Proudly serving the Internets since 1999

Siege Release: 4.0.0

Good news, JoeDoggers. Siege 4.0.0 is finally out of beta.

While this release contains exciting new features, it’s built upon a major architectural overhaul. For most of you, these changes will go unnoticed but they will certainly make things better for Your JoeDog.

Did you ever look at code you wrote fifteen years ago and wretch? Large portions of this program invoked that reaction. Siege was originally written in 1999 and as such it contained large portions of code that were styled like we coded back in 1999, i.e., suckishly.

Your JoeDog still prefers C to C++ but that doesn’t mean he’s averse to object oriented design. In fact, he loves himself some objects. Just because you code in C doesn’t mean you can’t enjoy the benefits of OO design. Afterall, what is an object other than a thing that references itself? With Siege-4.0.0 nearly all code modules were reworked as objects. This makes debugging so much simpler which gives Your JoeDog a happy.

Who cares? What about the features?

  1. HTML Parser — The most significant new feature is page parsing. When siege makes a request, it will download the page and parse it for elements like style sheets, javascripts, images, etc. It will then make ensuing requests for all those items.
  2. Cookie Persistence — It persists cookies according to directives set by the server. They are stored in $HOME/.siege/cookies.txt on a thread by thread basis.
  3. Color Output — Or more importantly, non-color output. Siege 4.0.0 allows you to turn off color output using ‘color = off’ in your siege.conf file.
  4. Cache Support — Siege has always had some cache support, but this version is more compliant with RFC 2616. See the documentation for more information.

[SIEGE: Release 4.0.0]



Test Connectivity To An AJP Server With AJPing

Your JoeDog is pleased to announce a new utility for your fun and games. This is a full-featured version of a perl script we wrote and which is now implemented in C. Introducing AJPing.

This program began life as a snippet which should pave the way for Apache JServ Protocol (AJP) support for siege. Since it’s very useful for checking connectivity and/or measuring the health of a servlet engine, we decided to release it as a fully functional utility.

AJPing supports both IPv4 (default) and IPv6. You can invoke the latter with a command line switch. Let’s take a look at this puppy in action, mmmkay?

Jobs -
1. According to the Siege announcement, where does Siege store persisted cookies?
2. Reproduce everything in the Siege announcement from "Did you ever" down to "about the features?".

Data excerpts -
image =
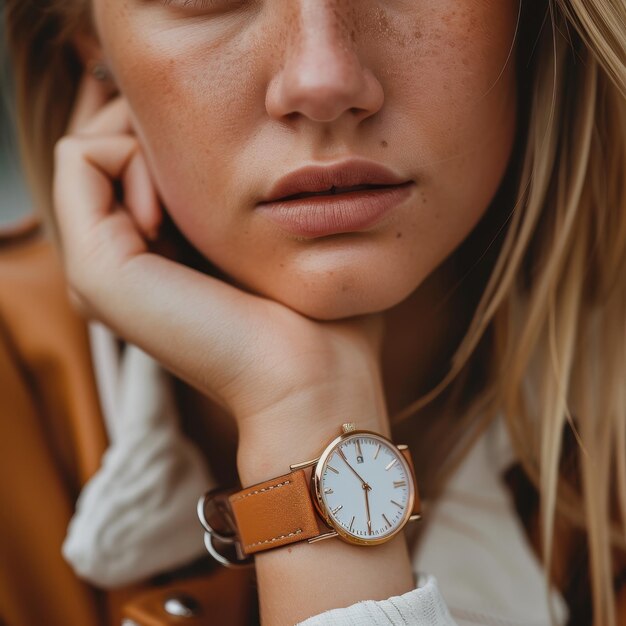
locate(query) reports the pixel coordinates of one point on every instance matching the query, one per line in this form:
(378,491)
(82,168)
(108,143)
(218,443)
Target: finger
(140,196)
(83,192)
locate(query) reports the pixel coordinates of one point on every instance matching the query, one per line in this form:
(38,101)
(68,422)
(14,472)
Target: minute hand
(343,456)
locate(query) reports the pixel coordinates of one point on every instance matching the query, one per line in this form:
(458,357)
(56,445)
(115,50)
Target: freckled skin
(227,100)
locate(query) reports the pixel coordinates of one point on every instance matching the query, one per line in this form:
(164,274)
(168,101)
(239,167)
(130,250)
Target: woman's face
(229,96)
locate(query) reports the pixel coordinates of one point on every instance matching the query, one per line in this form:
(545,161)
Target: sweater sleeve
(423,606)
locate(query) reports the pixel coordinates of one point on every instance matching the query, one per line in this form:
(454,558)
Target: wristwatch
(362,489)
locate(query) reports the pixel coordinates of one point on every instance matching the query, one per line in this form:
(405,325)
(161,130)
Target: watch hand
(343,456)
(367,506)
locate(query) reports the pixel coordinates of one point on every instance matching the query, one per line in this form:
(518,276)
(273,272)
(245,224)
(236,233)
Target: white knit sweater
(473,564)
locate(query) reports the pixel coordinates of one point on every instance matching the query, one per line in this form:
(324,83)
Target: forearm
(301,580)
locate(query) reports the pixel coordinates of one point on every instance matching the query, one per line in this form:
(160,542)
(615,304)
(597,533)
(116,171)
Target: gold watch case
(318,500)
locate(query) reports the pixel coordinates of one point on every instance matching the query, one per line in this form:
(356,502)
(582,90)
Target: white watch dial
(366,486)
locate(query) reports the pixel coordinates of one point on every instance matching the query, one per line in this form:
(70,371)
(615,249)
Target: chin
(326,300)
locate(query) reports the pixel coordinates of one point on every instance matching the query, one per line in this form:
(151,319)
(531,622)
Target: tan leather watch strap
(274,513)
(280,511)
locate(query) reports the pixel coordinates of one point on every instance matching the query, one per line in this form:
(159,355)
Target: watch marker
(390,465)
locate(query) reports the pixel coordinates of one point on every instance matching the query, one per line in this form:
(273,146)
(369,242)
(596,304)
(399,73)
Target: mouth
(345,178)
(333,191)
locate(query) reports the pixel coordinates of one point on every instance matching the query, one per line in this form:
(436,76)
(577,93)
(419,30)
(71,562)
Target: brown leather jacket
(51,442)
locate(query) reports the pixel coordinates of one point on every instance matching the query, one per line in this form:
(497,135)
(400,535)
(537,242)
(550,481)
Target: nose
(322,77)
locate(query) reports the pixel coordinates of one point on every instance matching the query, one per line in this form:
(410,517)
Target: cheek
(458,105)
(192,100)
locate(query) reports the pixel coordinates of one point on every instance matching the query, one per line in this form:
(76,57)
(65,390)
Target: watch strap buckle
(220,531)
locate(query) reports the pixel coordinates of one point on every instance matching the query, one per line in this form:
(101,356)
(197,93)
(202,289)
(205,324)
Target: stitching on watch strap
(273,539)
(257,491)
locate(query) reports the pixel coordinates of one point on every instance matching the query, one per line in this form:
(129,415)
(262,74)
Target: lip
(378,191)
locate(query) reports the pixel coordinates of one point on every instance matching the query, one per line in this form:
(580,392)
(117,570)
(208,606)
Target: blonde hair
(551,319)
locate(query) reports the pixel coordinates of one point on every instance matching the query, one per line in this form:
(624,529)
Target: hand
(367,508)
(287,380)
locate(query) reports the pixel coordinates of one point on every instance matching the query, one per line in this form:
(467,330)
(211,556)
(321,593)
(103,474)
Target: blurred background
(14,201)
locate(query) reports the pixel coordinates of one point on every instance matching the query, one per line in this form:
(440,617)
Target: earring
(100,71)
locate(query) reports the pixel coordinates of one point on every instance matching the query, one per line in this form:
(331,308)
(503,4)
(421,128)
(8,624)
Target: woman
(449,245)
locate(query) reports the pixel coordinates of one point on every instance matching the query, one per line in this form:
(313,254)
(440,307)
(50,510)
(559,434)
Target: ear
(88,48)
(92,56)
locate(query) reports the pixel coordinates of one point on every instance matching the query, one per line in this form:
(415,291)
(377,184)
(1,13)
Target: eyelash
(191,4)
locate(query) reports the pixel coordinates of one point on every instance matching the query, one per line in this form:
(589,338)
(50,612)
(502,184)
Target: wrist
(297,430)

Results of the tasks -
1. In $HOME/.siege/cookies.txt, on a thread by thread basis.

2.
Did you ever look at code you wrote fifteen years ago and wretch? Large portions of this program invoked that reaction. Siege was originally written in 1999 and as such it contained large portions of code that were styled like we coded back in 1999, i.e., suckishly.

Your JoeDog still prefers C to C++ but that doesn’t mean he’s averse to object oriented design. In fact, he loves himself some objects. Just because you code in C doesn’t mean you can’t enjoy the benefits of OO design. Afterall, what is an object other than a thing that references itself? With Siege-4.0.0 nearly all code modules were reworked as objects. This makes debugging so much simpler which gives Your JoeDog a happy.

Who cares? What about the features?